What to produce:
From the line with "the police van." down to the final line of the records below, retype everything exactly and leave out the rest.

Data to examine:

-.-.-

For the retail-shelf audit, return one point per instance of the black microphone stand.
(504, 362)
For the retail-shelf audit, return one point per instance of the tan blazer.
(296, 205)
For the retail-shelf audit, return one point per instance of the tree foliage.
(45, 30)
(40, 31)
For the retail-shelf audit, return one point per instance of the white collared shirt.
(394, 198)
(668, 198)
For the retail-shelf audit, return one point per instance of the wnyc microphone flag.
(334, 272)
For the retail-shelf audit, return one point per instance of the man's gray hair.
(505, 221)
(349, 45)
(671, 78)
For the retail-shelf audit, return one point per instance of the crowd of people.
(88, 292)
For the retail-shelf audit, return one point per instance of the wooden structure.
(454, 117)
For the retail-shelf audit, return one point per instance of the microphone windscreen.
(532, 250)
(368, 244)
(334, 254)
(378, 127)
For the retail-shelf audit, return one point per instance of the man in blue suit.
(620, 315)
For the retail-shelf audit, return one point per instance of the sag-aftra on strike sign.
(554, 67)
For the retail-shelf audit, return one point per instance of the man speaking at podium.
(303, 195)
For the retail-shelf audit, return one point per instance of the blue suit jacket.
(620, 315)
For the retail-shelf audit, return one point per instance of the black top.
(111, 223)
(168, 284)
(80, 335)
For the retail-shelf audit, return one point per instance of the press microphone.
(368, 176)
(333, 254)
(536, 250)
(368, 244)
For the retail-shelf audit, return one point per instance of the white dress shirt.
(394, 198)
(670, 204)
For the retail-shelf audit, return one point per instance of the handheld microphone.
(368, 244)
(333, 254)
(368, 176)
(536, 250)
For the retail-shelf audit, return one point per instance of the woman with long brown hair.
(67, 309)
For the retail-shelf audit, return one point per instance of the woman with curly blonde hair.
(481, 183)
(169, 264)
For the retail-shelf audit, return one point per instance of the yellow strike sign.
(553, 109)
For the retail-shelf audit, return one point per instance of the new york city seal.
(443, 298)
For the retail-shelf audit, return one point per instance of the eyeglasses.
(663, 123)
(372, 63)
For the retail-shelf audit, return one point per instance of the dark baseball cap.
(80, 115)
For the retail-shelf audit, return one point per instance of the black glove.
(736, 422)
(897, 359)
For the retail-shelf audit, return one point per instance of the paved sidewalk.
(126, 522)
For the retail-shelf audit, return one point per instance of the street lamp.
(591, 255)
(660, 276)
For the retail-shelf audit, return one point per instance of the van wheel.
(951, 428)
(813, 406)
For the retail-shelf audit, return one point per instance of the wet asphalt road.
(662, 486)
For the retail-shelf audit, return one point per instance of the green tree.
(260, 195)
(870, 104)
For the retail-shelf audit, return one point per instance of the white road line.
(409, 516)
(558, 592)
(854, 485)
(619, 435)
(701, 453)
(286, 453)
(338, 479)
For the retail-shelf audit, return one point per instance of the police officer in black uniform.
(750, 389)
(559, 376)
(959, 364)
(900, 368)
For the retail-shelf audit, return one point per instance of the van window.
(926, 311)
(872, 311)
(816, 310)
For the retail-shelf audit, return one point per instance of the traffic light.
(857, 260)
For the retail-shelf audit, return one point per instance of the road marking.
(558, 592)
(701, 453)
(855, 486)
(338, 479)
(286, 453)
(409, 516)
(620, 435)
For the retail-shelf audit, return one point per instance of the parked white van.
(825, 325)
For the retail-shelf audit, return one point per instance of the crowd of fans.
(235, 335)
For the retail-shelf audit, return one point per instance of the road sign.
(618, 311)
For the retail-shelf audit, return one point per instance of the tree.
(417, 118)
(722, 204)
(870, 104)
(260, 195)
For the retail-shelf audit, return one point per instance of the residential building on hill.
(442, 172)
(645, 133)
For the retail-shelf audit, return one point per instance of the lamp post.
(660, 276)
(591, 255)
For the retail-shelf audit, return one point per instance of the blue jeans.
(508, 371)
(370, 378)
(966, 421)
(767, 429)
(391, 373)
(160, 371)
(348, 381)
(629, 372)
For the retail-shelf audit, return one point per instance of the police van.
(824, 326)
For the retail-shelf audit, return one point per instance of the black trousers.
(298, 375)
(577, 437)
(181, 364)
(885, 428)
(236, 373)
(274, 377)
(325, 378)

-.-.-

Your solution:
For the retail-shelf audit, return one point per instance of the police van.
(824, 326)
For the retail-shelf audit, return one point per instance of the black trousers.
(298, 375)
(577, 437)
(181, 364)
(885, 428)
(236, 373)
(274, 377)
(325, 378)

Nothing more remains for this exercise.